- [DIE AUFGABE]:
Ändere im Abschnitt vom Anfang der Einträge bis einschließlich der Zeile mit „[[148, 272, 304, 296], [0, 311, 204, 328]]“ jedes „bridge roof“ in „tower roof“ und gib diesen Abschnitt sonst unverändert wieder. Lass die Bilder dabei weg.

== AUSZUG DER EINTRÄGE

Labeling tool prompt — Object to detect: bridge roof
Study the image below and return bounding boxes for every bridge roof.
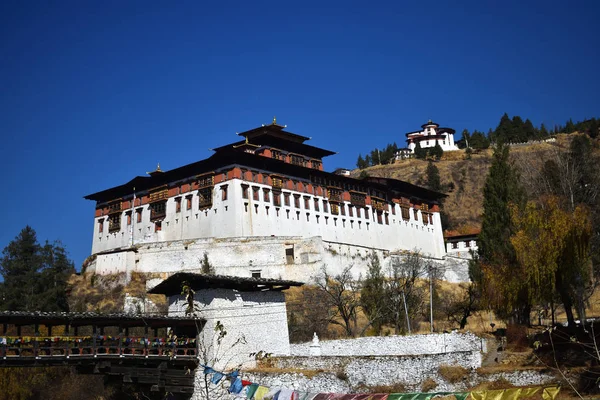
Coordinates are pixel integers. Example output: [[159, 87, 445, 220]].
[[148, 272, 304, 296], [0, 311, 204, 328]]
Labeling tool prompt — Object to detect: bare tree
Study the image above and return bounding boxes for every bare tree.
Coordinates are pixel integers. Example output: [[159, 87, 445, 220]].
[[385, 252, 427, 334], [315, 266, 361, 337]]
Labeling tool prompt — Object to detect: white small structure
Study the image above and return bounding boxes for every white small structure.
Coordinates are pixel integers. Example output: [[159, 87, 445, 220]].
[[444, 234, 478, 259], [149, 272, 302, 369], [406, 120, 458, 153]]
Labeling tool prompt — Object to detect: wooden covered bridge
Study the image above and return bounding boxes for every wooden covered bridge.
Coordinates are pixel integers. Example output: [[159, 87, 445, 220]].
[[0, 311, 205, 393]]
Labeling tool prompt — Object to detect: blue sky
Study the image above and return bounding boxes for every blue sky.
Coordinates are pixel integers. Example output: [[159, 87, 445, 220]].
[[0, 1, 600, 267]]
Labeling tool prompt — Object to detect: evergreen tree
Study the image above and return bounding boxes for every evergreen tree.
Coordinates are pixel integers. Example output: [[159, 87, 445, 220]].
[[462, 129, 471, 147], [564, 118, 576, 133], [493, 113, 512, 142], [356, 154, 368, 169], [523, 118, 538, 141], [471, 143, 531, 324], [425, 161, 442, 192], [508, 115, 527, 143], [0, 226, 75, 311], [360, 252, 386, 335]]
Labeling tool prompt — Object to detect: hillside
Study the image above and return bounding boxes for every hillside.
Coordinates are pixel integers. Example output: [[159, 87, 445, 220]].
[[352, 135, 570, 233]]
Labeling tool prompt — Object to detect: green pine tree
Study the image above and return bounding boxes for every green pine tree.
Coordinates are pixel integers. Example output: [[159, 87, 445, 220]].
[[0, 226, 75, 311], [360, 252, 386, 335], [471, 143, 531, 324]]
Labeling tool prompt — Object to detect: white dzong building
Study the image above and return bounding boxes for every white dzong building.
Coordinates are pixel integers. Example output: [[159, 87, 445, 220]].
[[85, 120, 446, 282], [406, 120, 458, 153]]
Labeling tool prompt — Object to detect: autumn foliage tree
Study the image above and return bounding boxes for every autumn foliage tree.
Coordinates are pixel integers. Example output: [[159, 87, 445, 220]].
[[510, 196, 592, 326]]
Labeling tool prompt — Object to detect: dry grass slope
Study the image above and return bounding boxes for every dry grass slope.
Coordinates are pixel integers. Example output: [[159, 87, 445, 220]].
[[352, 135, 573, 234]]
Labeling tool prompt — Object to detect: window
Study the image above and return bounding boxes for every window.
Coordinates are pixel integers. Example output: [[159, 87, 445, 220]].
[[198, 186, 212, 210], [108, 213, 121, 233], [290, 154, 306, 167], [271, 150, 283, 160], [198, 175, 215, 188], [331, 203, 340, 215], [285, 247, 294, 264], [150, 201, 167, 221], [327, 189, 342, 202], [273, 191, 281, 207], [108, 201, 121, 214], [221, 185, 227, 201], [350, 192, 367, 207]]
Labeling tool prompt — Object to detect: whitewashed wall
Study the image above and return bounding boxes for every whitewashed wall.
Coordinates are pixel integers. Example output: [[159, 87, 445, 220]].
[[92, 179, 446, 258], [88, 236, 469, 283], [169, 289, 290, 369], [290, 332, 487, 362]]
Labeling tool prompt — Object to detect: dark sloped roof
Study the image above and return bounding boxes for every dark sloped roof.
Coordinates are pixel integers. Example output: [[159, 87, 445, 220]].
[[85, 138, 445, 203], [0, 311, 203, 328], [238, 123, 310, 143], [214, 133, 335, 159], [148, 272, 304, 296]]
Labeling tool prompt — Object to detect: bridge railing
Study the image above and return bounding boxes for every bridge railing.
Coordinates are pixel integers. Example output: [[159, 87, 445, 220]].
[[0, 335, 198, 360]]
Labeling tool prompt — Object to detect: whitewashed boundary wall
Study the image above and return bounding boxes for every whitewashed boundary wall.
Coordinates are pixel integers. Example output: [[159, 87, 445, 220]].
[[88, 236, 469, 283], [290, 332, 487, 356]]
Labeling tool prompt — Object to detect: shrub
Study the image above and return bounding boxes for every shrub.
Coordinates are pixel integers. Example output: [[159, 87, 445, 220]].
[[438, 364, 469, 383], [421, 378, 437, 392]]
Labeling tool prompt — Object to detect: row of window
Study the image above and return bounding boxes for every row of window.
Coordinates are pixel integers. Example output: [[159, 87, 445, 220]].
[[242, 184, 433, 225]]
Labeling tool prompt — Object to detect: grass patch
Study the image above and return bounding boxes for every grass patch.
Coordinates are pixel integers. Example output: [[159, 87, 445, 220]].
[[421, 378, 437, 392], [366, 383, 406, 393], [244, 366, 331, 379], [438, 364, 469, 383]]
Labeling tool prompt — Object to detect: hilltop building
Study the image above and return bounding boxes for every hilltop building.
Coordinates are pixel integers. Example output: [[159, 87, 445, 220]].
[[85, 120, 446, 282], [406, 120, 458, 153]]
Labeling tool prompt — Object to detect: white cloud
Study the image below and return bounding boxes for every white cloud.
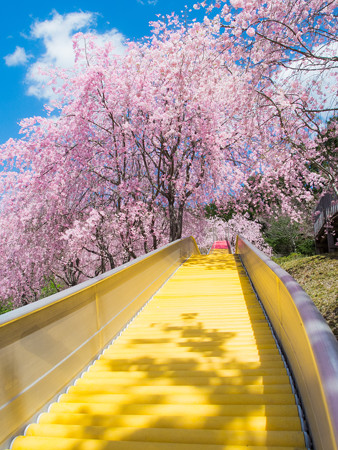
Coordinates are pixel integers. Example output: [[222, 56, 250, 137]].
[[4, 47, 29, 66], [26, 11, 125, 100], [137, 0, 158, 5]]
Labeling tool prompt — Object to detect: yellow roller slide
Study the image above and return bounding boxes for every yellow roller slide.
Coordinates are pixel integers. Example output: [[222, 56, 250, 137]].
[[11, 250, 306, 450]]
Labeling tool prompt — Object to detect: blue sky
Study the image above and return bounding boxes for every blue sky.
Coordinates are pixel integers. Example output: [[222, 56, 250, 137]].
[[0, 0, 195, 144]]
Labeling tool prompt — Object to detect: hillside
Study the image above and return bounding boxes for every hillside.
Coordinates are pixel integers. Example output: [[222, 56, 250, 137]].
[[274, 254, 338, 339]]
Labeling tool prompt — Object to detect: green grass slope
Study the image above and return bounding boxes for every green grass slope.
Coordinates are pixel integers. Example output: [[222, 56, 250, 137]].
[[273, 254, 338, 339]]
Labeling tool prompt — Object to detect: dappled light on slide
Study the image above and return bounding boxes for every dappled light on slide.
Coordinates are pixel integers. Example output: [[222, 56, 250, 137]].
[[12, 253, 306, 450]]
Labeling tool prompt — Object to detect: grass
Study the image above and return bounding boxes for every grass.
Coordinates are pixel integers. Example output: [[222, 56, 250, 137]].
[[273, 253, 338, 339]]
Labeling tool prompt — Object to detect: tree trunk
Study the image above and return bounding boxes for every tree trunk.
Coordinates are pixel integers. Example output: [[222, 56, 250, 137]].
[[169, 203, 184, 242]]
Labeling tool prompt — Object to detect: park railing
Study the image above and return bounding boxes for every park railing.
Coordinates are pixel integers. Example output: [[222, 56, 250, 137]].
[[0, 238, 199, 447], [236, 237, 338, 450]]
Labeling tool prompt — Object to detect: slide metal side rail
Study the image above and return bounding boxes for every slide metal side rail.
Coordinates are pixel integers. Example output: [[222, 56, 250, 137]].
[[236, 236, 338, 450], [0, 237, 200, 448]]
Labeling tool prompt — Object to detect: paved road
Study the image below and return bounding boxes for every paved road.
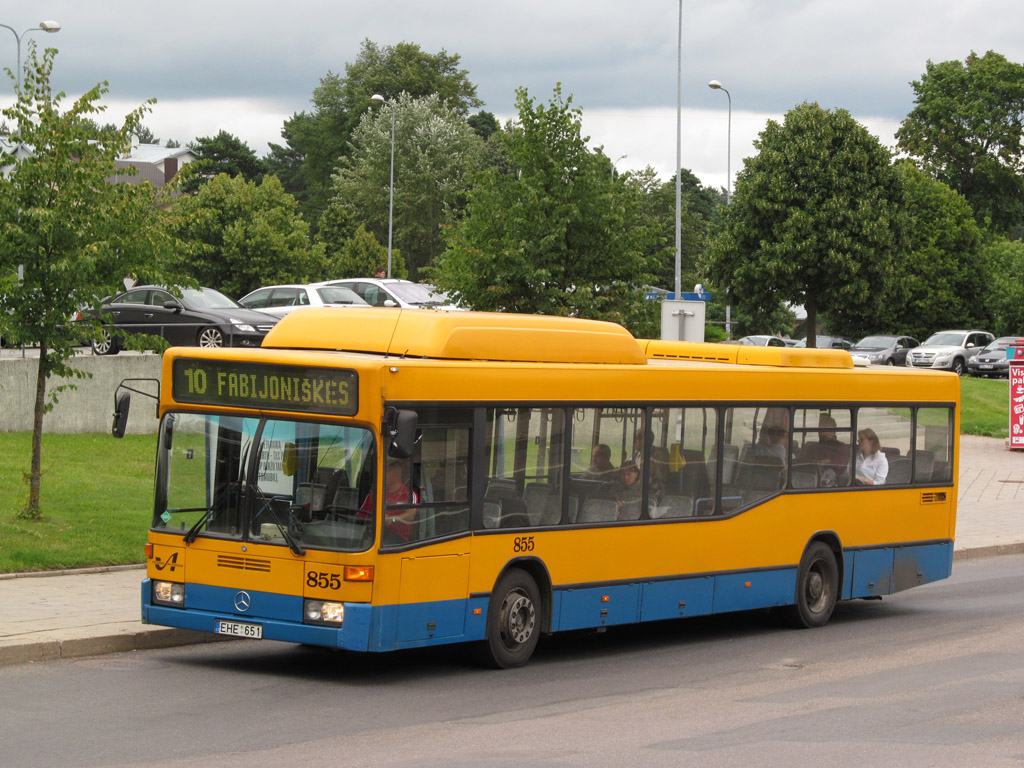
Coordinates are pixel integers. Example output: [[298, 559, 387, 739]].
[[0, 435, 1024, 666], [0, 556, 1024, 768]]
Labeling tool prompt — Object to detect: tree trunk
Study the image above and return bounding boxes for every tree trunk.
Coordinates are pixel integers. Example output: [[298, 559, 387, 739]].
[[804, 296, 818, 349], [19, 350, 49, 519]]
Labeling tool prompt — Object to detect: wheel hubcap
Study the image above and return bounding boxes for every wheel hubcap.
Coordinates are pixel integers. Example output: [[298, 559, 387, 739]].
[[806, 564, 828, 613], [502, 592, 537, 646]]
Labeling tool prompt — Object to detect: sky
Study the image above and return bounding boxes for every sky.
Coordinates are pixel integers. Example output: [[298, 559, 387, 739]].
[[0, 0, 1024, 187]]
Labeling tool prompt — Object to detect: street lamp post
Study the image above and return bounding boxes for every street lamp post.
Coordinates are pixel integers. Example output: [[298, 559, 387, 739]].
[[708, 80, 732, 339], [370, 93, 394, 279], [611, 153, 629, 179], [0, 19, 60, 90], [708, 80, 732, 205]]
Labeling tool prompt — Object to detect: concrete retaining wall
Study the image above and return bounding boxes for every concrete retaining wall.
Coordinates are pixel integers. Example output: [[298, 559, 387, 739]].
[[0, 354, 162, 434]]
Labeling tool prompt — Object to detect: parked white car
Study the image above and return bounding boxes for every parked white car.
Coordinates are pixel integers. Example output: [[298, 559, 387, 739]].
[[239, 283, 367, 319], [906, 331, 995, 376], [327, 278, 462, 309]]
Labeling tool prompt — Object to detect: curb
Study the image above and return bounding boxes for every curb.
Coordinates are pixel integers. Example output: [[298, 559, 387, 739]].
[[0, 624, 231, 667], [0, 562, 145, 582]]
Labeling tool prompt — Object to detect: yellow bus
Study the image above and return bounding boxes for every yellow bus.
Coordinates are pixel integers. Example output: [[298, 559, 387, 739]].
[[121, 308, 959, 668]]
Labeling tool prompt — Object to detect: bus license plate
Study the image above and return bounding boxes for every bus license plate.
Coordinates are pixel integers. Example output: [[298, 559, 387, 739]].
[[214, 622, 263, 640]]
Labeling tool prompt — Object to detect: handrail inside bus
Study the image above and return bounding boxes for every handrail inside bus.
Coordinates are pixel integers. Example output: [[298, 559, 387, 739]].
[[637, 339, 854, 368]]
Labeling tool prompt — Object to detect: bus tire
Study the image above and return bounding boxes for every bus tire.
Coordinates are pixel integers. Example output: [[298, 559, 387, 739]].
[[786, 542, 839, 629], [478, 568, 542, 670]]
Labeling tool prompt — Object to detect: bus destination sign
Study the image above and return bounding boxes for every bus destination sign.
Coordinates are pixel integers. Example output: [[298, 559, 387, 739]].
[[171, 357, 358, 416]]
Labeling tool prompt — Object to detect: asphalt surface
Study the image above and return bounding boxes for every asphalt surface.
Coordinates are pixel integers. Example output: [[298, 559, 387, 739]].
[[0, 435, 1024, 665]]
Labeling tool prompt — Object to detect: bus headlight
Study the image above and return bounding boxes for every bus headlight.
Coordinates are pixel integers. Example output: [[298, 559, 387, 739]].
[[303, 600, 345, 625], [153, 582, 185, 608]]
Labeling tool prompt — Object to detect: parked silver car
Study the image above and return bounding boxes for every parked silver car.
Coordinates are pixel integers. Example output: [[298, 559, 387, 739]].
[[967, 336, 1020, 376], [850, 336, 920, 366], [239, 283, 367, 318], [906, 331, 995, 376], [327, 278, 461, 309]]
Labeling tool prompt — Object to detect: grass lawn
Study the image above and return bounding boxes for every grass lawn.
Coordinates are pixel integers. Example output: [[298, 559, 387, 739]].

====

- [ANTWORT DARAUF]:
Labeling tool prompt — Object to detect: tower roof
Study the image below and return bounding boxes for every tower roof.
Coordinates are pixel integers. Example output: [[159, 87, 445, 220]].
[[148, 272, 304, 296], [0, 311, 204, 328]]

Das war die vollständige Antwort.